▼
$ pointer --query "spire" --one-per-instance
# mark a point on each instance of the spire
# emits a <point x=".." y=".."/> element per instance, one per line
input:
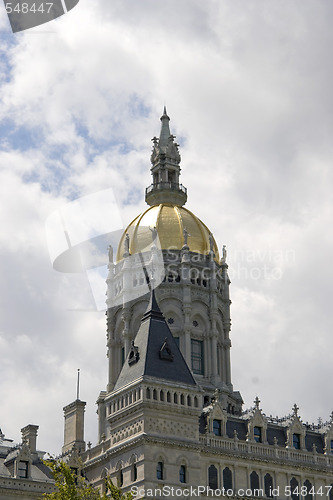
<point x="154" y="352"/>
<point x="165" y="130"/>
<point x="165" y="169"/>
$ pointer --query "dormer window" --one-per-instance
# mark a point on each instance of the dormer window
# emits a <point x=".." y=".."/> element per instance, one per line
<point x="23" y="469"/>
<point x="297" y="441"/>
<point x="182" y="474"/>
<point x="159" y="470"/>
<point x="257" y="434"/>
<point x="217" y="427"/>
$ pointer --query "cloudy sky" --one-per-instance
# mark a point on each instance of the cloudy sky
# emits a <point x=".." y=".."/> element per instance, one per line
<point x="248" y="87"/>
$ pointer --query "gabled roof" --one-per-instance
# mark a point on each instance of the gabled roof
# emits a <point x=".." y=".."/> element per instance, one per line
<point x="154" y="352"/>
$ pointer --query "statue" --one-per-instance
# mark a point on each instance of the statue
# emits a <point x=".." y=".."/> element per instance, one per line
<point x="126" y="243"/>
<point x="153" y="233"/>
<point x="224" y="254"/>
<point x="211" y="242"/>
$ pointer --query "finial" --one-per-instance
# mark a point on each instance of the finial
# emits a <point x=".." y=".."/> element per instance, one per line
<point x="110" y="251"/>
<point x="126" y="245"/>
<point x="224" y="255"/>
<point x="295" y="408"/>
<point x="78" y="385"/>
<point x="153" y="233"/>
<point x="186" y="235"/>
<point x="211" y="242"/>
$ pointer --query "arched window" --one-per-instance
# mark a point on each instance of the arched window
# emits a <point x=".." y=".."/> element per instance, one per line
<point x="309" y="491"/>
<point x="217" y="427"/>
<point x="294" y="486"/>
<point x="212" y="477"/>
<point x="160" y="470"/>
<point x="197" y="356"/>
<point x="254" y="483"/>
<point x="297" y="441"/>
<point x="120" y="478"/>
<point x="227" y="479"/>
<point x="134" y="472"/>
<point x="268" y="484"/>
<point x="182" y="474"/>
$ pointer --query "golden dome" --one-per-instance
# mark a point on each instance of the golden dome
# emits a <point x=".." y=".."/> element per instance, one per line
<point x="170" y="222"/>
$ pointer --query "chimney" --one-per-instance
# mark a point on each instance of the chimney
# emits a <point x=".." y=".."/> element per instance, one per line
<point x="29" y="435"/>
<point x="74" y="426"/>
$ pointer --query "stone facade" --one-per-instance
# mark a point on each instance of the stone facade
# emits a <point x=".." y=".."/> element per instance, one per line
<point x="157" y="433"/>
<point x="23" y="476"/>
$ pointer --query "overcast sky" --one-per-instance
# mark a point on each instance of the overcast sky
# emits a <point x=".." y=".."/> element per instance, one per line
<point x="248" y="87"/>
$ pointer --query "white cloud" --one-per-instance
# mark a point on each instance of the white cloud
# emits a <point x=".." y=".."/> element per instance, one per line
<point x="248" y="89"/>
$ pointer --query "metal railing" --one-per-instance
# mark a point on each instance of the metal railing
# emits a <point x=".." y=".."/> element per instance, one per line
<point x="173" y="186"/>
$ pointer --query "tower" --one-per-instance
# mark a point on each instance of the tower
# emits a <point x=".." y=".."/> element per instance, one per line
<point x="193" y="290"/>
<point x="169" y="416"/>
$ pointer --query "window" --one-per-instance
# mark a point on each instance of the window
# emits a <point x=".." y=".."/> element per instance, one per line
<point x="159" y="470"/>
<point x="268" y="483"/>
<point x="257" y="434"/>
<point x="134" y="472"/>
<point x="120" y="478"/>
<point x="254" y="483"/>
<point x="212" y="477"/>
<point x="217" y="427"/>
<point x="308" y="493"/>
<point x="297" y="441"/>
<point x="23" y="470"/>
<point x="331" y="492"/>
<point x="294" y="489"/>
<point x="227" y="479"/>
<point x="182" y="474"/>
<point x="197" y="356"/>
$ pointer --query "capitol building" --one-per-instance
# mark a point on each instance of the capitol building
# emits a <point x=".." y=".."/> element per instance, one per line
<point x="170" y="422"/>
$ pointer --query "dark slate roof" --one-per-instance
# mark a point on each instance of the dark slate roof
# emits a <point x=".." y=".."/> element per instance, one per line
<point x="278" y="432"/>
<point x="314" y="438"/>
<point x="154" y="352"/>
<point x="239" y="425"/>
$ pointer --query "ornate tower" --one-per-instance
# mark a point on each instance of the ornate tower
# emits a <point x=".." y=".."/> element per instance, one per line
<point x="193" y="283"/>
<point x="169" y="415"/>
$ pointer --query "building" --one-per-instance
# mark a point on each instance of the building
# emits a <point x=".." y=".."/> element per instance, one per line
<point x="23" y="474"/>
<point x="169" y="417"/>
<point x="170" y="423"/>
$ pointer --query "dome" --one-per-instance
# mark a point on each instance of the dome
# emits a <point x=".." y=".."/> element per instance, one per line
<point x="170" y="222"/>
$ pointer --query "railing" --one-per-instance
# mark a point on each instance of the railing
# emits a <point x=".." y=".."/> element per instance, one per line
<point x="174" y="186"/>
<point x="286" y="454"/>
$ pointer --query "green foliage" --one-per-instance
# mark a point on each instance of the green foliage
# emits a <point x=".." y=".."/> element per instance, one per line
<point x="71" y="486"/>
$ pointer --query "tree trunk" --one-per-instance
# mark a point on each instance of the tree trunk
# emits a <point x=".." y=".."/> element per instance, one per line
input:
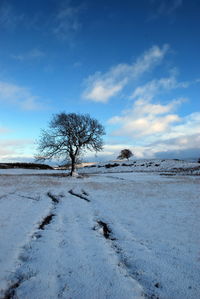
<point x="72" y="165"/>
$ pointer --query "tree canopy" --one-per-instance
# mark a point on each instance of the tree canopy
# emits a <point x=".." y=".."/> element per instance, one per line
<point x="125" y="154"/>
<point x="68" y="136"/>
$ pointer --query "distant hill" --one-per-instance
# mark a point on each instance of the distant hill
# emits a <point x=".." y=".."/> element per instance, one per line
<point x="24" y="165"/>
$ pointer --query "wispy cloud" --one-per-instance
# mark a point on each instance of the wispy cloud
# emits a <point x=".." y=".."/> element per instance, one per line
<point x="9" y="19"/>
<point x="15" y="148"/>
<point x="100" y="87"/>
<point x="146" y="119"/>
<point x="33" y="54"/>
<point x="19" y="96"/>
<point x="147" y="116"/>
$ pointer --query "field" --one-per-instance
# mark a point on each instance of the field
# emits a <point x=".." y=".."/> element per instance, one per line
<point x="115" y="231"/>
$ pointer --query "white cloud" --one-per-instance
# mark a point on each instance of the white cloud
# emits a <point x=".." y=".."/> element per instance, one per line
<point x="33" y="54"/>
<point x="16" y="148"/>
<point x="145" y="119"/>
<point x="18" y="96"/>
<point x="100" y="87"/>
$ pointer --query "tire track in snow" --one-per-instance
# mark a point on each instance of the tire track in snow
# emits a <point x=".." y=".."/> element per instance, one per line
<point x="19" y="277"/>
<point x="105" y="229"/>
<point x="82" y="195"/>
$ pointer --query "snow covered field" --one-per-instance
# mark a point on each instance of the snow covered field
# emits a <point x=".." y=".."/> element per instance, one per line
<point x="124" y="232"/>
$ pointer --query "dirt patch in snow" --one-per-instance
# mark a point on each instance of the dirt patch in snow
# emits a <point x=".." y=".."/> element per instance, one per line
<point x="82" y="196"/>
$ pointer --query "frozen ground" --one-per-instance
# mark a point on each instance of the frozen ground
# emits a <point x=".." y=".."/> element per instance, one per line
<point x="109" y="235"/>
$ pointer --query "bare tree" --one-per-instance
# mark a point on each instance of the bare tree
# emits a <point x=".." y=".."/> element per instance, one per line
<point x="125" y="154"/>
<point x="68" y="136"/>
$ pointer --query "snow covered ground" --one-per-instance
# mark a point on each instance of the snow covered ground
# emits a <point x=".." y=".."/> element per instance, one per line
<point x="125" y="232"/>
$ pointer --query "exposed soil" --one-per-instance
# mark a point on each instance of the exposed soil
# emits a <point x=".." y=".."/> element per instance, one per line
<point x="82" y="196"/>
<point x="46" y="221"/>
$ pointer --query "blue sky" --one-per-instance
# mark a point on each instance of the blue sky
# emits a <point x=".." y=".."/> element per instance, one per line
<point x="133" y="65"/>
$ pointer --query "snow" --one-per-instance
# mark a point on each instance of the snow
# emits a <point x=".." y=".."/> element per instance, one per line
<point x="152" y="250"/>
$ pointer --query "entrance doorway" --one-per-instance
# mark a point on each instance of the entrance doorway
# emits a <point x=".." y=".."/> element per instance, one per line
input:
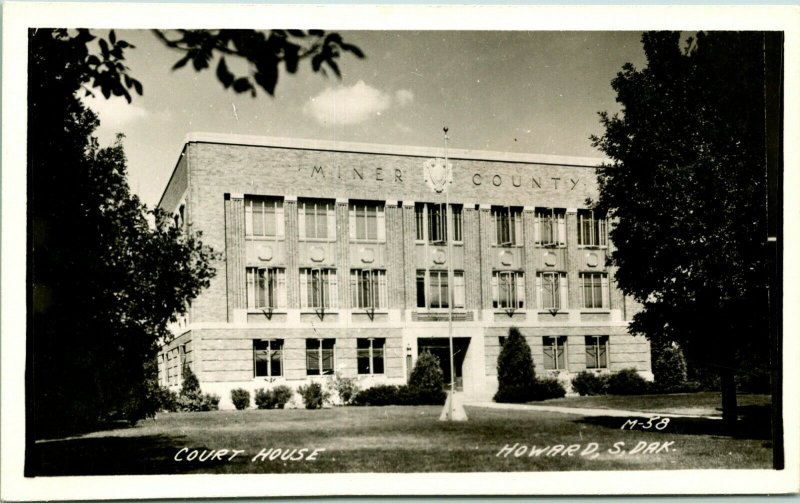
<point x="440" y="347"/>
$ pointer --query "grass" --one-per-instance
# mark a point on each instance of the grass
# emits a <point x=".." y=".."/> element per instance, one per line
<point x="704" y="403"/>
<point x="395" y="439"/>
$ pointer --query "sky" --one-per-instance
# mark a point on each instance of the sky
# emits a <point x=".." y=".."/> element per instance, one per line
<point x="512" y="91"/>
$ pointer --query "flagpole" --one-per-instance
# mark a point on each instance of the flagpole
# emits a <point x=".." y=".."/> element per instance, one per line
<point x="450" y="278"/>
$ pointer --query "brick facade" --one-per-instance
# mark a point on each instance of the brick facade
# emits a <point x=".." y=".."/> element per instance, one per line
<point x="217" y="175"/>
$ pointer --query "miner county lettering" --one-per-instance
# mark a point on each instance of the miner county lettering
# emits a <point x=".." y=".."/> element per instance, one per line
<point x="590" y="450"/>
<point x="271" y="454"/>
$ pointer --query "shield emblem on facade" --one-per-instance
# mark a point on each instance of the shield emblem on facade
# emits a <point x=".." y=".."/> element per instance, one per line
<point x="437" y="174"/>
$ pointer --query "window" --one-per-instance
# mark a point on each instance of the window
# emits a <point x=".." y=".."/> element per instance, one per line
<point x="457" y="222"/>
<point x="421" y="289"/>
<point x="370" y="355"/>
<point x="316" y="219"/>
<point x="591" y="229"/>
<point x="437" y="293"/>
<point x="550" y="227"/>
<point x="320" y="356"/>
<point x="594" y="286"/>
<point x="267" y="358"/>
<point x="367" y="221"/>
<point x="596" y="351"/>
<point x="508" y="289"/>
<point x="266" y="288"/>
<point x="318" y="288"/>
<point x="508" y="225"/>
<point x="555" y="352"/>
<point x="431" y="222"/>
<point x="551" y="288"/>
<point x="263" y="216"/>
<point x="368" y="289"/>
<point x="179" y="217"/>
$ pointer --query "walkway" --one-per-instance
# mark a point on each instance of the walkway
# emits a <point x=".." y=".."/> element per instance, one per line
<point x="582" y="411"/>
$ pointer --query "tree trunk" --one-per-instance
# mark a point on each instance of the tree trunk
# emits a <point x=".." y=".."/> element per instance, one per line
<point x="729" y="413"/>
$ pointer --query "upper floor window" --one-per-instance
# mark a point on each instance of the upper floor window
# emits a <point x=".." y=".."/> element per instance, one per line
<point x="266" y="288"/>
<point x="368" y="289"/>
<point x="594" y="288"/>
<point x="433" y="289"/>
<point x="596" y="351"/>
<point x="550" y="227"/>
<point x="318" y="288"/>
<point x="592" y="229"/>
<point x="179" y="218"/>
<point x="263" y="216"/>
<point x="508" y="225"/>
<point x="508" y="289"/>
<point x="431" y="222"/>
<point x="551" y="289"/>
<point x="316" y="219"/>
<point x="268" y="358"/>
<point x="367" y="221"/>
<point x="370" y="355"/>
<point x="555" y="354"/>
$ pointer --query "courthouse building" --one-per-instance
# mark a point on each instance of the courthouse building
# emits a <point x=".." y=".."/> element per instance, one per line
<point x="333" y="258"/>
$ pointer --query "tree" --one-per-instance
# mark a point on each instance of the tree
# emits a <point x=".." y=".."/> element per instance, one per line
<point x="426" y="382"/>
<point x="106" y="274"/>
<point x="516" y="378"/>
<point x="686" y="186"/>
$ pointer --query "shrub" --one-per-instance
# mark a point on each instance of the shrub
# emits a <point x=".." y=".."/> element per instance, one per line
<point x="669" y="367"/>
<point x="547" y="388"/>
<point x="264" y="399"/>
<point x="589" y="383"/>
<point x="427" y="374"/>
<point x="240" y="398"/>
<point x="626" y="382"/>
<point x="313" y="395"/>
<point x="167" y="399"/>
<point x="515" y="373"/>
<point x="345" y="387"/>
<point x="381" y="394"/>
<point x="201" y="402"/>
<point x="282" y="394"/>
<point x="190" y="385"/>
<point x="191" y="399"/>
<point x="426" y="383"/>
<point x="209" y="402"/>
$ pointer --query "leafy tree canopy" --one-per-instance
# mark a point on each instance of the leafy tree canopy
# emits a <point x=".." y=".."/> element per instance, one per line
<point x="108" y="275"/>
<point x="687" y="187"/>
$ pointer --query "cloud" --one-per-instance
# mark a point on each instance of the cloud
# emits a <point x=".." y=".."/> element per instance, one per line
<point x="354" y="104"/>
<point x="404" y="97"/>
<point x="115" y="113"/>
▲
#### TASK TO CARRY OUT
Lines that contain the string "cloudy" should be copied from the material above.

#### RESULT
$ pointer --query "cloudy sky" --one-per-instance
# mark a point on each instance of the cloudy sky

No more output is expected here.